## Task goal:
Repeat word for word the lines starting at the line containing "Where can you find the wombat's ear?" and ending at the line containing "<point>68,272</point>", both included, and nothing else.

## Coordinate annotation records:

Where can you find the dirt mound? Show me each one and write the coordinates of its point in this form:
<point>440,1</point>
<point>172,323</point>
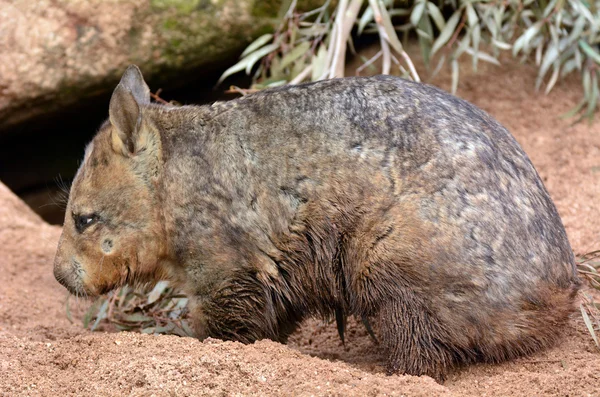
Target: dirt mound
<point>42,353</point>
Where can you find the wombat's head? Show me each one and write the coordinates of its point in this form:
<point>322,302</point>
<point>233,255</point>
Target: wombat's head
<point>113,233</point>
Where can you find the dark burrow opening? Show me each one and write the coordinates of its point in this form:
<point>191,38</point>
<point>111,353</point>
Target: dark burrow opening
<point>39,158</point>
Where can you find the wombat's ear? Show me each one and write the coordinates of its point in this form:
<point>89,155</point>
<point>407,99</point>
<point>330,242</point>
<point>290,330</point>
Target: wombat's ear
<point>124,109</point>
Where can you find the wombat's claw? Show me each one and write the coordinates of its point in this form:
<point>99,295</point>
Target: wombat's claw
<point>367,325</point>
<point>340,320</point>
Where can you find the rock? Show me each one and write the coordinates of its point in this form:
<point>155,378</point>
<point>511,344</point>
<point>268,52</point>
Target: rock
<point>58,52</point>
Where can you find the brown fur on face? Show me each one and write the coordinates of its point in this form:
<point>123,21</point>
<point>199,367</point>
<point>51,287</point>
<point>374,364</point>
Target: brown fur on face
<point>374,197</point>
<point>116,186</point>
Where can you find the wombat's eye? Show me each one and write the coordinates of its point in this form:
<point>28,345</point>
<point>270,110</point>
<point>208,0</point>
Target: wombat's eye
<point>84,221</point>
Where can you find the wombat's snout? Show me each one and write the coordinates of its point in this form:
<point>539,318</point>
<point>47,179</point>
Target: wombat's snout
<point>68,272</point>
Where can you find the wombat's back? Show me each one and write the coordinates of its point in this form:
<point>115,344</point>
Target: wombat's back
<point>413,206</point>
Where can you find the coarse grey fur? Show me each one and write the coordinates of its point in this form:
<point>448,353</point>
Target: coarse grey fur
<point>375,197</point>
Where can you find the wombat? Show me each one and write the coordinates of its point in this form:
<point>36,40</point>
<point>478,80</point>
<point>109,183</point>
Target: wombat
<point>375,197</point>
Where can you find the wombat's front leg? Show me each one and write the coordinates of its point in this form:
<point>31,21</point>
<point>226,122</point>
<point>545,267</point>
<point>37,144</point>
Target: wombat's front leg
<point>242,309</point>
<point>413,341</point>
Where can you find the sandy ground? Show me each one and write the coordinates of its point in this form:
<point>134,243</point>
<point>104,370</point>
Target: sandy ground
<point>42,353</point>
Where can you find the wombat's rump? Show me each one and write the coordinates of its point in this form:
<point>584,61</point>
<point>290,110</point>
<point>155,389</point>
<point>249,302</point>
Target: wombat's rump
<point>375,197</point>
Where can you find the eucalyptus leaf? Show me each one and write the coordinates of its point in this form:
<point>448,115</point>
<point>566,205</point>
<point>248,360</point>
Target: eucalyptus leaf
<point>446,33</point>
<point>366,17</point>
<point>436,15</point>
<point>589,325</point>
<point>318,63</point>
<point>256,44</point>
<point>294,54</point>
<point>525,39</point>
<point>472,17</point>
<point>589,51</point>
<point>455,72</point>
<point>417,13</point>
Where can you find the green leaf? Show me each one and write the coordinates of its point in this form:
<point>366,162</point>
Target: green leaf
<point>483,56</point>
<point>476,37</point>
<point>417,13</point>
<point>500,44</point>
<point>436,15</point>
<point>294,54</point>
<point>589,51</point>
<point>472,18</point>
<point>549,57</point>
<point>454,76</point>
<point>553,78</point>
<point>589,325</point>
<point>389,29</point>
<point>318,63</point>
<point>256,44</point>
<point>525,39</point>
<point>366,17</point>
<point>446,33</point>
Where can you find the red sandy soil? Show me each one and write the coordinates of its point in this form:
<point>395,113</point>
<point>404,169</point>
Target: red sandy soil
<point>42,353</point>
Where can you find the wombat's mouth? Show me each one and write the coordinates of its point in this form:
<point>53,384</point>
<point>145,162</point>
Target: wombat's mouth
<point>71,279</point>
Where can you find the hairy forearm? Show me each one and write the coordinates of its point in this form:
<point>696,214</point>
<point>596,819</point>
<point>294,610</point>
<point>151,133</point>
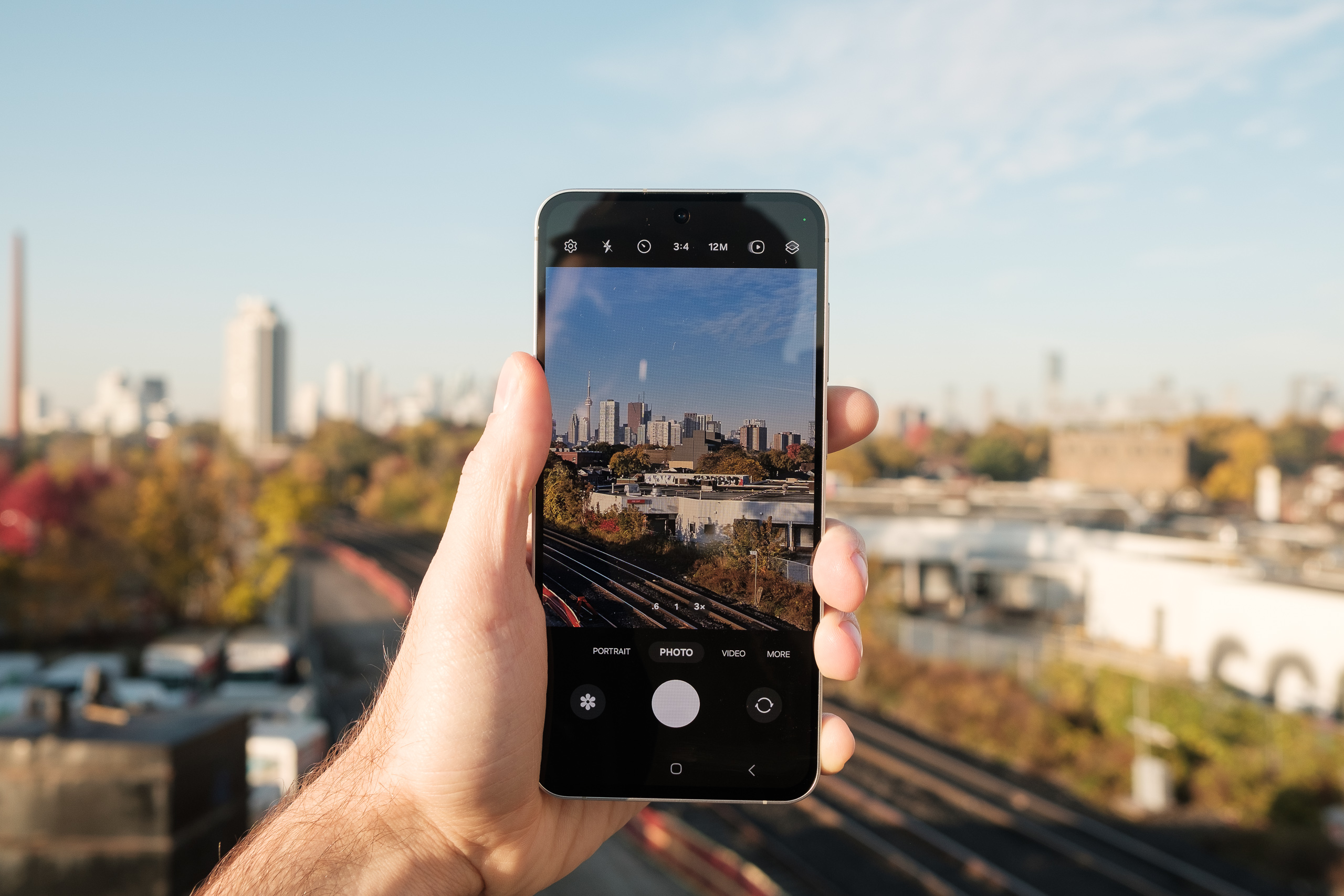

## Response for this exercise:
Where can you find the wombat's ear? Show me each one and write the coordinates of its point in this form:
<point>89,155</point>
<point>407,99</point>
<point>330,242</point>
<point>290,330</point>
Target: wombat's ear
<point>124,109</point>
Where can you find the wombat's claw? Show me each one and write the coordinates of its point in this form:
<point>99,295</point>
Target: wombat's claw
<point>367,325</point>
<point>340,320</point>
Where can you find the rock? Show me each one and write the coordinates of its point in this form:
<point>155,378</point>
<point>511,344</point>
<point>268,52</point>
Target: rock
<point>58,52</point>
Where can you find the brown fur on face? Show me each one and write the coordinates of its point in this form:
<point>123,21</point>
<point>199,367</point>
<point>51,287</point>
<point>374,364</point>
Target: brown fur on face
<point>374,197</point>
<point>116,186</point>
Where can you find the wombat's eye? Show me each one and write the coordinates of its point in this form:
<point>28,345</point>
<point>270,110</point>
<point>208,0</point>
Target: wombat's eye
<point>84,221</point>
Where can you find the wombat's snout? Show me each one and write the coordinates of its point in this form:
<point>539,318</point>
<point>47,179</point>
Target: wombat's snout
<point>68,272</point>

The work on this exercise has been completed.